• Task directions
Extract every one of the records below and reproduce each line verbatim, in the order given.

• Excerpted data
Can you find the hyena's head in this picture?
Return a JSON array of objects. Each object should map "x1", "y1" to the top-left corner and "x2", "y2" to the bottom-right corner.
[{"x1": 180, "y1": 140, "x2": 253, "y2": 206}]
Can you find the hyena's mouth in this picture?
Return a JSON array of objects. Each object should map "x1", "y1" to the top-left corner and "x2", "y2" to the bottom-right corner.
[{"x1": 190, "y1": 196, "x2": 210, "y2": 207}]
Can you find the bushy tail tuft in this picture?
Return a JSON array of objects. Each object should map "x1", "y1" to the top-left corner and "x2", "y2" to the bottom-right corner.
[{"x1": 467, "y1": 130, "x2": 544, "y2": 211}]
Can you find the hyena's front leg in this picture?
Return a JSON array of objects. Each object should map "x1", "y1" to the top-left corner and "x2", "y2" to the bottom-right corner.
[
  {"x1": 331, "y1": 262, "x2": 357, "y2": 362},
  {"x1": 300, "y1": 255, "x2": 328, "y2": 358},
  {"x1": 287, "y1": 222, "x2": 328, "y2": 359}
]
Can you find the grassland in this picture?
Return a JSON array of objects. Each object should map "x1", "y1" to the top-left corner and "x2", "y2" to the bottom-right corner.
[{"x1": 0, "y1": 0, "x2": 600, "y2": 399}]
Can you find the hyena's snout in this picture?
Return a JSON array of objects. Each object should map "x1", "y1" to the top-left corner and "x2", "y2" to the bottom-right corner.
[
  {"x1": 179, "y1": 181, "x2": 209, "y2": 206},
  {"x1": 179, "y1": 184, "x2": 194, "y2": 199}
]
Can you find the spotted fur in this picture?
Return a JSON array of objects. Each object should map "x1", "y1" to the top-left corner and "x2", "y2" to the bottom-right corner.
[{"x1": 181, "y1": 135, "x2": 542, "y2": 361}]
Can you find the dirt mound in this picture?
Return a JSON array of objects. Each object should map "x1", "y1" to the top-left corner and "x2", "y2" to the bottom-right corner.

• Exercise answer
Can you find the hyena's head in this picture?
Return a JSON array of objects. Each object should map "x1", "y1" to the top-left corner and "x2", "y2" to the bottom-right corner.
[{"x1": 180, "y1": 140, "x2": 253, "y2": 206}]
Can you find the hyena's mouth in this picture?
Return a JSON array of objects. Each object should map "x1", "y1" to the top-left corner and "x2", "y2" to the bottom-right corner.
[{"x1": 190, "y1": 196, "x2": 210, "y2": 207}]
Can you find the bushy tail tuft in this picture?
Return a JSON array of objects. Each object should map "x1", "y1" to the top-left corner and "x2", "y2" to the bottom-right corner.
[{"x1": 467, "y1": 130, "x2": 544, "y2": 211}]
Can you find the hyena's front leg in this picture?
Return a JSON array of objects. Each object should map "x1", "y1" to the top-left corner and "x2", "y2" to the bottom-right corner.
[
  {"x1": 331, "y1": 262, "x2": 357, "y2": 362},
  {"x1": 300, "y1": 255, "x2": 328, "y2": 358},
  {"x1": 287, "y1": 222, "x2": 328, "y2": 359}
]
Can you find the grassland in this picture?
Return a JSON array of objects. Each object should map "x1", "y1" to the top-left corner and "x2", "y2" to the bottom-right corner.
[{"x1": 0, "y1": 0, "x2": 600, "y2": 399}]
Can you find the hyena's snout in this picture?
Return a JSON array of objects. Each object should map "x1", "y1" to the top-left corner and "x2", "y2" to the bottom-right corner.
[
  {"x1": 179, "y1": 181, "x2": 209, "y2": 206},
  {"x1": 179, "y1": 184, "x2": 194, "y2": 199}
]
Can you find the spotted fur in this picture?
Return a JSON array of objects. Each object should map "x1", "y1" to the top-left corner and "x2", "y2" to the bottom-right corner.
[{"x1": 181, "y1": 135, "x2": 542, "y2": 361}]
Can you find the dirt mound in this picture?
Return a JSON array of objects. Each object should map "x1", "y1" to the top-left corner and "x2", "y2" to the bottom-right corner.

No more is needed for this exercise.